[Start Excerpted text]

To use $1$ perceptron, the points should be linearly separable with one line. In this case, you cannot separate the x's and o's with a single line:

![xor_oneline](https://user-images.githubusercontent.com/7232635/45839897-96e52d80-bce3-11e8-8f33-5a2b03bd0019.png)

Ignoring the x's and o's representation and focusing on just the class division between the points, is there a boolean logic operator that can represent this relation?

Looking at the truth table of this relation we have:

| input $(x_1, x_2)$ | output $y$ |
|:------| :------|
| 0, 0  | 1 |
| 0, 1  | 1 |
| 1, 0  | 1 |
| 1, 1  | 0 |

This truth table represents the **NAND** operation!

[End Excerpted text]

What to do.
Please continue the perceptron explanation above, picking up after its last sentence.

[Start Data rows]

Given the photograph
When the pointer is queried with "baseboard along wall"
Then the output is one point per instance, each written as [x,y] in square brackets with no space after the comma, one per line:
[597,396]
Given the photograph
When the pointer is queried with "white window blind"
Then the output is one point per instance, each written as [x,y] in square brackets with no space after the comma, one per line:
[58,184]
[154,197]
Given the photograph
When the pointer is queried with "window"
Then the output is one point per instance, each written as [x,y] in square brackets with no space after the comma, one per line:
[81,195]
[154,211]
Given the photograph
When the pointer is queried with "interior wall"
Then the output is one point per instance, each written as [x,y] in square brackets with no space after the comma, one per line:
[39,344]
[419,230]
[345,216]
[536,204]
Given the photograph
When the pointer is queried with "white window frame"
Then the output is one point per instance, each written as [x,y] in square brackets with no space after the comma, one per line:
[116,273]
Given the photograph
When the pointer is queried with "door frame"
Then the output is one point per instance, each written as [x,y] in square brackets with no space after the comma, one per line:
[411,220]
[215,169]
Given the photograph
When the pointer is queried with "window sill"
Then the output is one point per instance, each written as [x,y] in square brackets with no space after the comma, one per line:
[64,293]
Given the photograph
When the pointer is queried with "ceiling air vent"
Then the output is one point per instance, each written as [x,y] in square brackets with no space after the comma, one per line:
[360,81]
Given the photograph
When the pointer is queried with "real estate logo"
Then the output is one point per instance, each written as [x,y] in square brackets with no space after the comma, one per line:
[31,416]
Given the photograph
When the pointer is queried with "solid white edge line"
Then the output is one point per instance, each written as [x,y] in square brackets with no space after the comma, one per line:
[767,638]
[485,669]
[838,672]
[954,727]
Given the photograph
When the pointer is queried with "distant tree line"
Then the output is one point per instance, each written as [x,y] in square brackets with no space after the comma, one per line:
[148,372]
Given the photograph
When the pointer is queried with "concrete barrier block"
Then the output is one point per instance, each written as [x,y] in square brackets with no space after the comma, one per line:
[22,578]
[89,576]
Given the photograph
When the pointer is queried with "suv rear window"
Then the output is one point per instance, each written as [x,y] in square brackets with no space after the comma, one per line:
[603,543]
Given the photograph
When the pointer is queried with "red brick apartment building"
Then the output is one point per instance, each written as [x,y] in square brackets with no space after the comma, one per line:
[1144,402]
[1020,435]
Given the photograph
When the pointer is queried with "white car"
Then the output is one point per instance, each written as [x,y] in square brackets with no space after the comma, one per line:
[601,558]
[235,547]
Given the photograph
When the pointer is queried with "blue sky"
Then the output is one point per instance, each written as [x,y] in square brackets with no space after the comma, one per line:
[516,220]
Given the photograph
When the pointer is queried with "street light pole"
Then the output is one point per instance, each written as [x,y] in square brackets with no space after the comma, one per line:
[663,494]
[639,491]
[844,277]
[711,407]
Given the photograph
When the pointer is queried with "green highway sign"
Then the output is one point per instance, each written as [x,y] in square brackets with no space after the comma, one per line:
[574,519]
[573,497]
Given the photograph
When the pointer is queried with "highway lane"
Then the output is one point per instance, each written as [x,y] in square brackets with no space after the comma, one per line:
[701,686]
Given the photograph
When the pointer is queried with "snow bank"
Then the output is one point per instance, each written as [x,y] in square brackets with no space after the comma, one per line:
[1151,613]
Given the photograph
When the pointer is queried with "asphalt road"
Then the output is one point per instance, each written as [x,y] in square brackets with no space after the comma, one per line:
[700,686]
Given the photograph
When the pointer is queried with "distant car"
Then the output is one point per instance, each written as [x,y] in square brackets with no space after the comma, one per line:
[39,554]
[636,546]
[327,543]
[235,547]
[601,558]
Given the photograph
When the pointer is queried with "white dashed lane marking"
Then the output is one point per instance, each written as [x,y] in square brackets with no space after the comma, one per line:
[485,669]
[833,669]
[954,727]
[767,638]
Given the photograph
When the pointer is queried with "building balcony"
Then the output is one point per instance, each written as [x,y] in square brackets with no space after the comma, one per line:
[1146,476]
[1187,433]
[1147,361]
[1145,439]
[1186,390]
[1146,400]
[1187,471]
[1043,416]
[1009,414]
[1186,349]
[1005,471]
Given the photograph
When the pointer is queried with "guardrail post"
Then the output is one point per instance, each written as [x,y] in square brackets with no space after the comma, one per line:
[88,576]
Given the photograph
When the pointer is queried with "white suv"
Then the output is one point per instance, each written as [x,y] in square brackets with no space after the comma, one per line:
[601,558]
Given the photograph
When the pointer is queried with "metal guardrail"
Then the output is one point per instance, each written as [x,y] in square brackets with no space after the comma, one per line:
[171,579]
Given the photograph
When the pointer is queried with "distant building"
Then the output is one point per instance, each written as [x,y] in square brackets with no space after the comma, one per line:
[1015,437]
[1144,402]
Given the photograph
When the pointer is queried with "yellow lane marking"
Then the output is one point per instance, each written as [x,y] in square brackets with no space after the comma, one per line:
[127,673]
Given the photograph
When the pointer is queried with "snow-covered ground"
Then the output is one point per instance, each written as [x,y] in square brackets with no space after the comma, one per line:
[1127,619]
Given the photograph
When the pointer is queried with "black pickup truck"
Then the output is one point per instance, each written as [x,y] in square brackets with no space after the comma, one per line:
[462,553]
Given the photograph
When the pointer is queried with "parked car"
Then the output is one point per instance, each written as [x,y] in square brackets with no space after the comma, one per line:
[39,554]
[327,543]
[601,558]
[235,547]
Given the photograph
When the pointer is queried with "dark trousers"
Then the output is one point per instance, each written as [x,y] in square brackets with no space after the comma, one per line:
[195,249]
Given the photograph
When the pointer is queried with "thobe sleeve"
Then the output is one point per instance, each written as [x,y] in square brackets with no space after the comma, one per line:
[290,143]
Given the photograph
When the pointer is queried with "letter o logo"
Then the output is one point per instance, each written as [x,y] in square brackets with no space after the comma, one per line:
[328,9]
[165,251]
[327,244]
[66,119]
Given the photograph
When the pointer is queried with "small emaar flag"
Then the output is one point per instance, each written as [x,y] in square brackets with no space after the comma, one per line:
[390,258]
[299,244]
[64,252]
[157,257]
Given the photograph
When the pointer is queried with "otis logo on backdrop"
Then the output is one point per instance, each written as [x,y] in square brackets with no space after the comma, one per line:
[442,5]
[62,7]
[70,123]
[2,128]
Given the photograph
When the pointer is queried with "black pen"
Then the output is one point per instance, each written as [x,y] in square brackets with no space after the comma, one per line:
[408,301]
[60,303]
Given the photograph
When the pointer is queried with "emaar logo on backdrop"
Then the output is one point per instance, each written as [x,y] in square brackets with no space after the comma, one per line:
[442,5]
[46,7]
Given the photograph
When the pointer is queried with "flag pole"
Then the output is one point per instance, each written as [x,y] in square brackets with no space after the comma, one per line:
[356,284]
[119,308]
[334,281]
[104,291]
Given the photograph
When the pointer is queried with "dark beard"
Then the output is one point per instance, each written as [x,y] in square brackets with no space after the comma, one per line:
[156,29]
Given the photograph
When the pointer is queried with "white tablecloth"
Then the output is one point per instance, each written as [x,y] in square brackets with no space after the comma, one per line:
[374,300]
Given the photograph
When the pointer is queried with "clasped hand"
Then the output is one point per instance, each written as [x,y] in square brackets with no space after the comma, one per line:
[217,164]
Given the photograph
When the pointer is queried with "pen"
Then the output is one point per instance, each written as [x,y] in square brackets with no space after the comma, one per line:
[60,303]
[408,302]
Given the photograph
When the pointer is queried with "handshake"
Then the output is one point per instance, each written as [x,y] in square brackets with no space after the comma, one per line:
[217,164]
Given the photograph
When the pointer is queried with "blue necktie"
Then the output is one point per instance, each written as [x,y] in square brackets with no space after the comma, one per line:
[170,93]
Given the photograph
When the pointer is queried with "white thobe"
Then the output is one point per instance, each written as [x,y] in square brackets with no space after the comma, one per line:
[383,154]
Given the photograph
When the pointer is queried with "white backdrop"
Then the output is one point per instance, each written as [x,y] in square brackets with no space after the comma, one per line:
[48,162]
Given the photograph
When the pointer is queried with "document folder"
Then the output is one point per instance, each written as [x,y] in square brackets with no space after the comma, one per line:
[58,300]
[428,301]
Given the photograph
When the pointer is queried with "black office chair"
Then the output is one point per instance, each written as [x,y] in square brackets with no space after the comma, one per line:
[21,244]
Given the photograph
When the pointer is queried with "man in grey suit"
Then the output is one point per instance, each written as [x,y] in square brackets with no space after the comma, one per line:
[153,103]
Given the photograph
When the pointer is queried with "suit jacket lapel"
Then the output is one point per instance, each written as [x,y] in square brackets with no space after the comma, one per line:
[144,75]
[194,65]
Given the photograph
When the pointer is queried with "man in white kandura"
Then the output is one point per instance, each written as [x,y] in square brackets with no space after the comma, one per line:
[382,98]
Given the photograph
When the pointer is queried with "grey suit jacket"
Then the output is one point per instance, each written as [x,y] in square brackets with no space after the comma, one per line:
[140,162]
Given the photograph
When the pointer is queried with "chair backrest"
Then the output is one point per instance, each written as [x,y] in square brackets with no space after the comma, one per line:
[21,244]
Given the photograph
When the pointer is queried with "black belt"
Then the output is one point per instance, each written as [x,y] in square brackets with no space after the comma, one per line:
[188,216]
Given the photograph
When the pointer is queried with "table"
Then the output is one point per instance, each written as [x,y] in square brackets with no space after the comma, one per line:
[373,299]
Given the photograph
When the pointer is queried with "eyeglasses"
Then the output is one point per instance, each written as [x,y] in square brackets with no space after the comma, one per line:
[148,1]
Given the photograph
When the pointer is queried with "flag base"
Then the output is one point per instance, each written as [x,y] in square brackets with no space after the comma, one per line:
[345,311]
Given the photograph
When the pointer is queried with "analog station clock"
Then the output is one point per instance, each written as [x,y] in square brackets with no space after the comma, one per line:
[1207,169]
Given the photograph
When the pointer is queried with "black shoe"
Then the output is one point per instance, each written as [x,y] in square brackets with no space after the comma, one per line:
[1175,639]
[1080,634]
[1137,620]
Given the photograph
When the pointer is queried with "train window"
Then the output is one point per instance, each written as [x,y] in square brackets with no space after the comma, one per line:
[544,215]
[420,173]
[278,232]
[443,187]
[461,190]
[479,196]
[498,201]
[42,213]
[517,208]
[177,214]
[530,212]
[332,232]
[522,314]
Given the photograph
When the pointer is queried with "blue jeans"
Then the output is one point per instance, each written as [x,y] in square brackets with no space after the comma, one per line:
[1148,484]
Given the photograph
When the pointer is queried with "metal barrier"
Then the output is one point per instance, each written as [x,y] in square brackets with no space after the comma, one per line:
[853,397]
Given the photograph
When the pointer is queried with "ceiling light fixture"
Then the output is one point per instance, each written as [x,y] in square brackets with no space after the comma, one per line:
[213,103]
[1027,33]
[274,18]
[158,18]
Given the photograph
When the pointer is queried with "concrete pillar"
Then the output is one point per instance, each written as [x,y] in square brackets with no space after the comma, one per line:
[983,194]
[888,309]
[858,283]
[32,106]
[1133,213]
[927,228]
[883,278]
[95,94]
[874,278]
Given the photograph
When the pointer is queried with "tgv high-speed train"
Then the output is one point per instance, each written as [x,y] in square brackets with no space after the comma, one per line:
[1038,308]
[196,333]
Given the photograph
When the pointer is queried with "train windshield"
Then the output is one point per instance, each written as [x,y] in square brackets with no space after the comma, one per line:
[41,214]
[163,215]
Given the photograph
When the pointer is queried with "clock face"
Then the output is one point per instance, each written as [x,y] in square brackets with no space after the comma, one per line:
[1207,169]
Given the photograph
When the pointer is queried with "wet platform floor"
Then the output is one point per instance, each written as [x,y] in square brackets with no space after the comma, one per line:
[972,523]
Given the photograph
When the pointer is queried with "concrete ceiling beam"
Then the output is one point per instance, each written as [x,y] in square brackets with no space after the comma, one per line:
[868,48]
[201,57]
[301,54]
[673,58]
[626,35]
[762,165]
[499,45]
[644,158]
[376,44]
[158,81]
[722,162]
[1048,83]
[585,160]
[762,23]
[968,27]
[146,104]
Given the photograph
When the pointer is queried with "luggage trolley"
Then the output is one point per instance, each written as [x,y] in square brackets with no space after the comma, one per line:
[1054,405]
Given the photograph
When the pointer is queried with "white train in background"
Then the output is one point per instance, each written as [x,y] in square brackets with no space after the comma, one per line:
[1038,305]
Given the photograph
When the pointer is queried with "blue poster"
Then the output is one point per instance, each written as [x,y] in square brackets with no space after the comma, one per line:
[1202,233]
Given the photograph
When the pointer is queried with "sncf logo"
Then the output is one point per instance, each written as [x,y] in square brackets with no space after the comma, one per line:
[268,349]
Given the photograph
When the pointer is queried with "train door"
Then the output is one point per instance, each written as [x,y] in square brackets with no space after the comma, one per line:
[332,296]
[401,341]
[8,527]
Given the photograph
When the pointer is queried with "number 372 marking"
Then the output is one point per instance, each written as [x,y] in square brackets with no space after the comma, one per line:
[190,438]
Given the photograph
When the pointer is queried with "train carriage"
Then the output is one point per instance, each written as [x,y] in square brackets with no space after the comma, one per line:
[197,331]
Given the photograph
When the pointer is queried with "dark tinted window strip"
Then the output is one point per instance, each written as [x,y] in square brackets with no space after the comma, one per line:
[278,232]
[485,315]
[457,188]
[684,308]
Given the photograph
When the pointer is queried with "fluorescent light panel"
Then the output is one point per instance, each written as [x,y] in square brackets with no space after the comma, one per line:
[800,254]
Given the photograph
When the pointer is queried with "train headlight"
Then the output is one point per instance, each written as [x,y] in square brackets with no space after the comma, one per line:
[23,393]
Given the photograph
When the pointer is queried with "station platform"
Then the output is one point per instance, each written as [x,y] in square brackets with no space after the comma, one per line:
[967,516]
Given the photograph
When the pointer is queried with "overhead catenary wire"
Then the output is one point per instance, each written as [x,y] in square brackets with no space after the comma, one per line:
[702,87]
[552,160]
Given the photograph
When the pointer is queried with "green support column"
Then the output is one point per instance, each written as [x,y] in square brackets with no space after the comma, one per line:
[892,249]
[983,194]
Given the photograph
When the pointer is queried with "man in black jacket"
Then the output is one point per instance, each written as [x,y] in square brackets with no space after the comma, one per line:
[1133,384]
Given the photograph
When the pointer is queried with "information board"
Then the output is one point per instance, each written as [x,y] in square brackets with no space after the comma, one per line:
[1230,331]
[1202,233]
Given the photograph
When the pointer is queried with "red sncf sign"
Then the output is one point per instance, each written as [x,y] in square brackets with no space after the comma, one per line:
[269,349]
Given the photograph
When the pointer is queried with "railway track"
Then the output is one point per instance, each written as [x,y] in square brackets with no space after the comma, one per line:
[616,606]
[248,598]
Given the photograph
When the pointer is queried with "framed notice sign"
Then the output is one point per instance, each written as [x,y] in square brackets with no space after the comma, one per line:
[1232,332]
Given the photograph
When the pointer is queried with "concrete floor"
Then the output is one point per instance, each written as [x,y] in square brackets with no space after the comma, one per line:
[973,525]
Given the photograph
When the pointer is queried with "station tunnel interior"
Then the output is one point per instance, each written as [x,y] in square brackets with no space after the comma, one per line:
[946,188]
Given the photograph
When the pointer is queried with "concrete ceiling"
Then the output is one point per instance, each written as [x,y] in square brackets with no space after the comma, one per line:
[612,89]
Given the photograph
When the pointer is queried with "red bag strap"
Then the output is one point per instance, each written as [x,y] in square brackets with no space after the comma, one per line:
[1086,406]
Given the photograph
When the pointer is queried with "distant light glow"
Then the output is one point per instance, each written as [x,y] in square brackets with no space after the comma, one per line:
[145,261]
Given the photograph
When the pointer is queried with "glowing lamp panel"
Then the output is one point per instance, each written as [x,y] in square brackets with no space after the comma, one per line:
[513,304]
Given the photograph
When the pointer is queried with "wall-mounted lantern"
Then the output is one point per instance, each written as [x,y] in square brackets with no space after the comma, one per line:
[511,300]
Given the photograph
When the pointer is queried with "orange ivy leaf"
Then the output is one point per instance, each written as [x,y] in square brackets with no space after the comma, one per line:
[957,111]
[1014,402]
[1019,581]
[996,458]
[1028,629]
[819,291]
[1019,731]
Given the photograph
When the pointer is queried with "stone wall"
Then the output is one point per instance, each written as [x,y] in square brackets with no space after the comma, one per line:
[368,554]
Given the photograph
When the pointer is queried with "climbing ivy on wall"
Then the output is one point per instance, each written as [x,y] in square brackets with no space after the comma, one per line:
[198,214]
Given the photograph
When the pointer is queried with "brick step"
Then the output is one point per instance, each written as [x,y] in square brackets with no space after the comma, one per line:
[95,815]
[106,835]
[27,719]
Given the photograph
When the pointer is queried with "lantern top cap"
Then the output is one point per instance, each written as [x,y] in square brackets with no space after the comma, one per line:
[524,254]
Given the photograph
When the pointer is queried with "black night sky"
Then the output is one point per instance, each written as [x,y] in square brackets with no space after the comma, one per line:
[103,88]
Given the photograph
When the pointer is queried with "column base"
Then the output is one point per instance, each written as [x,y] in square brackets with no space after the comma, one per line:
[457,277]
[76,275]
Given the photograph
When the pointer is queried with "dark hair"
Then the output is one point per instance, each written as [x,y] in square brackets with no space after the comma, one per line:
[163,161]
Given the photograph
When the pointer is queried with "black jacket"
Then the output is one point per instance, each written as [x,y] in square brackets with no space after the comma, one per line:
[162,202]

[End Data rows]

Answer below.
Since we can not use a single line to separate all the x's and o's. How can we address this? We can use a 2nd perceptron, which will allow us to model another relation:

![xor_oneline2](https://user-images.githubusercontent.com/7232635/45838955-fa219080-bce0-11e8-8620-b722790b587f.png)

Looking at the truth table of this relation we have:

| input $(x_1, x_2)$ | output $y$ |
|:------| :------|
| 0, 0  | 0 |
| 0, 1  | 1 |
| 1, 0  | 1 |
| 1, 1  | 1 |

This truth table represents the **OR** operation!

Given that we need $2$ lines to separate the x's and o's, how can we combine the outputs of the **NAND** and **OR** operations to create **XOR**?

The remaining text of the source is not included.